Listed entries:
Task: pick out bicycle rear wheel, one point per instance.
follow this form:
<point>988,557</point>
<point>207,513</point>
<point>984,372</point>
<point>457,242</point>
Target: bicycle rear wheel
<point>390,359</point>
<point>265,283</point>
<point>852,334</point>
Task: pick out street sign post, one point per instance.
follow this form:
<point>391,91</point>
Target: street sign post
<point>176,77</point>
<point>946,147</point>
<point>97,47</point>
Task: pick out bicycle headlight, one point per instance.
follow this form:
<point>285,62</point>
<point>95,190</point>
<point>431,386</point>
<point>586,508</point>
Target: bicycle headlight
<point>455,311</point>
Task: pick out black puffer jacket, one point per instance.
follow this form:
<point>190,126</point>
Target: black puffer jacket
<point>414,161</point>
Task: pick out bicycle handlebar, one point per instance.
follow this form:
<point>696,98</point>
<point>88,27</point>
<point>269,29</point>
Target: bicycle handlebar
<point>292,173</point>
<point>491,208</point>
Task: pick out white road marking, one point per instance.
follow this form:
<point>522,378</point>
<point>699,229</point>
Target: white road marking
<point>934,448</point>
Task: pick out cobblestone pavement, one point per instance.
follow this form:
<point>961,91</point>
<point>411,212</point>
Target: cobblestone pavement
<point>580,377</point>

Aim: Can you repeat all the lines above with every "pick out" replaced by "locate" and everything else unchanged?

The completed task:
Task: locate bicycle rear wheel, one point per instance.
follow this form:
<point>988,557</point>
<point>207,513</point>
<point>984,372</point>
<point>457,242</point>
Target: bicycle rear wheel
<point>390,359</point>
<point>265,283</point>
<point>852,334</point>
Task: locate street sign post, one point per instance.
follow this form:
<point>391,91</point>
Target: street sign post
<point>176,77</point>
<point>946,147</point>
<point>97,47</point>
Task: locate bicycle headlight, one point per instance.
follow this form:
<point>285,62</point>
<point>95,190</point>
<point>431,386</point>
<point>586,508</point>
Target: bicycle headlight
<point>455,311</point>
Task: locate black puffer jacket, one point per instance.
follow this form:
<point>190,126</point>
Target: black puffer jacket
<point>414,161</point>
Task: locate bicycle handlebar, one point per instance.
follow this form:
<point>696,98</point>
<point>88,27</point>
<point>269,29</point>
Target: bicycle handlebar
<point>292,173</point>
<point>491,208</point>
Task: locate white road marking, one point per instance.
follow this form:
<point>522,378</point>
<point>699,229</point>
Target: white road marking
<point>934,448</point>
Task: locate cobblestone pavement, one point per instance.
follow this form:
<point>961,91</point>
<point>411,212</point>
Target: cobblestone pavement
<point>580,377</point>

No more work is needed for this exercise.